RECORD EXTRACTS
•••••
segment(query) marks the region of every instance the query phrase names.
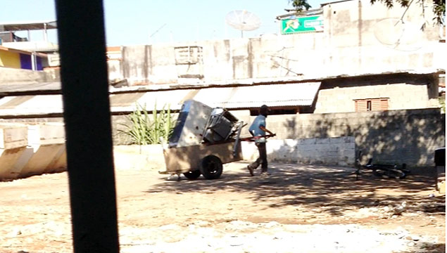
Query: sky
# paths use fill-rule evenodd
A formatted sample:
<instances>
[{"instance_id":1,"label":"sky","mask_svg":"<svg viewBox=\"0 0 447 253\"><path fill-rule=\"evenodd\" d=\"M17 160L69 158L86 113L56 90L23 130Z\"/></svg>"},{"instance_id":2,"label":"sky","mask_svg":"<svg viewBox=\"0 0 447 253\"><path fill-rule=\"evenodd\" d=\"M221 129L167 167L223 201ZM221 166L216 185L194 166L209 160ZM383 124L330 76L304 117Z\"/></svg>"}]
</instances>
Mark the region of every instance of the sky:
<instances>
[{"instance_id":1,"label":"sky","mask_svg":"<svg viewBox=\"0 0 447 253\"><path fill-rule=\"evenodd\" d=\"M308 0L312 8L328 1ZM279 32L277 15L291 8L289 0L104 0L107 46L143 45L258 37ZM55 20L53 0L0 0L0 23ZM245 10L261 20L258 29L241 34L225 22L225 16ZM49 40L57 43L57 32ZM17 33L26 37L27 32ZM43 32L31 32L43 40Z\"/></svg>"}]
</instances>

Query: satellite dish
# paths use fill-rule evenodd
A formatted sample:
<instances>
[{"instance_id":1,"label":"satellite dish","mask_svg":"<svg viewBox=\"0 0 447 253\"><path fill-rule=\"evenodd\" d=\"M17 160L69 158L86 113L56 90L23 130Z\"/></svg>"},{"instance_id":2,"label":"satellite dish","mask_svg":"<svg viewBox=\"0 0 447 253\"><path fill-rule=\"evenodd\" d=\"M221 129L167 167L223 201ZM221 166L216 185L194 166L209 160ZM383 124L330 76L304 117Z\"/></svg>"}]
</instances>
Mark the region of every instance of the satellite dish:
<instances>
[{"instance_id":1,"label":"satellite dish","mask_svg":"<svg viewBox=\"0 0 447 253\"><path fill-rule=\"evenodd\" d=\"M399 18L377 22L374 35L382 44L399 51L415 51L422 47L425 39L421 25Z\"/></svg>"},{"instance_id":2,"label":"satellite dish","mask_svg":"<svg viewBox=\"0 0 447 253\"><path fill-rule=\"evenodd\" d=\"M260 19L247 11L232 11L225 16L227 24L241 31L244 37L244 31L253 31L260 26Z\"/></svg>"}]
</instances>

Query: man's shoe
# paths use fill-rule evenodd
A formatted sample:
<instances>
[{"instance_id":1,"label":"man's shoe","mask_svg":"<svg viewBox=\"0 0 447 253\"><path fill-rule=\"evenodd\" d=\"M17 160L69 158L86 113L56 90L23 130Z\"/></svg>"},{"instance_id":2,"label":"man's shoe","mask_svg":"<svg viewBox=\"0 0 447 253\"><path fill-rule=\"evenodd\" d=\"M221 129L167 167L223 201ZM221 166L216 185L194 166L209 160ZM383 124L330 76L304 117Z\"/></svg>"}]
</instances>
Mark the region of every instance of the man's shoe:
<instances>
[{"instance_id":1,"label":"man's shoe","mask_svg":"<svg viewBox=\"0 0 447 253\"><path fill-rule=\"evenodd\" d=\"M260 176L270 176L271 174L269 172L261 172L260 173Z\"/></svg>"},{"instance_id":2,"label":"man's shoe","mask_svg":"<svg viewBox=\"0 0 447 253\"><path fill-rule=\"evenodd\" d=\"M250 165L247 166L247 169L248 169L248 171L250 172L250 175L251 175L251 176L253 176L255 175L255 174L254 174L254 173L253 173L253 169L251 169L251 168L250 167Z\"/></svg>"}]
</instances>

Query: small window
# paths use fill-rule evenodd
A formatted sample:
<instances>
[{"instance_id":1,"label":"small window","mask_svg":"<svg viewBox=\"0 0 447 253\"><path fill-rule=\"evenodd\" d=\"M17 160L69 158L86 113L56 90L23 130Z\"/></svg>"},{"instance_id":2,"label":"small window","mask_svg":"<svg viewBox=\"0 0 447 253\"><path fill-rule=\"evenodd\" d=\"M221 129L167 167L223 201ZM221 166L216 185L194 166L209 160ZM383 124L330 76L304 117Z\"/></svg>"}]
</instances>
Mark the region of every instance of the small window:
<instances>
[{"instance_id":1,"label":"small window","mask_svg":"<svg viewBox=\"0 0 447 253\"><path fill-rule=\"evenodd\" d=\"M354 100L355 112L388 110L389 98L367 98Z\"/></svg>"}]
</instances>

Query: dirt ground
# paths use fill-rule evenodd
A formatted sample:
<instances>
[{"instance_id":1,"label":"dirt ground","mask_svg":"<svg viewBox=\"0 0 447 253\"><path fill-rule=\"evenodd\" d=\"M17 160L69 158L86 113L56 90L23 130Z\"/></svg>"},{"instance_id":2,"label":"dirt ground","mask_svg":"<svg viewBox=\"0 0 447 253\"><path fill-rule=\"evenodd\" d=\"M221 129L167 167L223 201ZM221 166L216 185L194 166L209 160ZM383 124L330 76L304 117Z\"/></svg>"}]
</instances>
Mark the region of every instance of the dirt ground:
•••••
EXERCISE DIRECTIONS
Please list every line in the rows above that contains the string "window". Case counts.

WORKED SOLUTION
Query: small window
[{"instance_id":1,"label":"small window","mask_svg":"<svg viewBox=\"0 0 447 253\"><path fill-rule=\"evenodd\" d=\"M17 160L69 158L86 113L56 90L23 130Z\"/></svg>"},{"instance_id":2,"label":"small window","mask_svg":"<svg viewBox=\"0 0 447 253\"><path fill-rule=\"evenodd\" d=\"M221 129L167 167L223 201ZM221 166L216 185L194 166L209 160ZM383 124L330 76L304 117Z\"/></svg>"}]
Mark the region of every instance of the small window:
[{"instance_id":1,"label":"small window","mask_svg":"<svg viewBox=\"0 0 447 253\"><path fill-rule=\"evenodd\" d=\"M354 100L355 112L388 110L389 98L367 98Z\"/></svg>"}]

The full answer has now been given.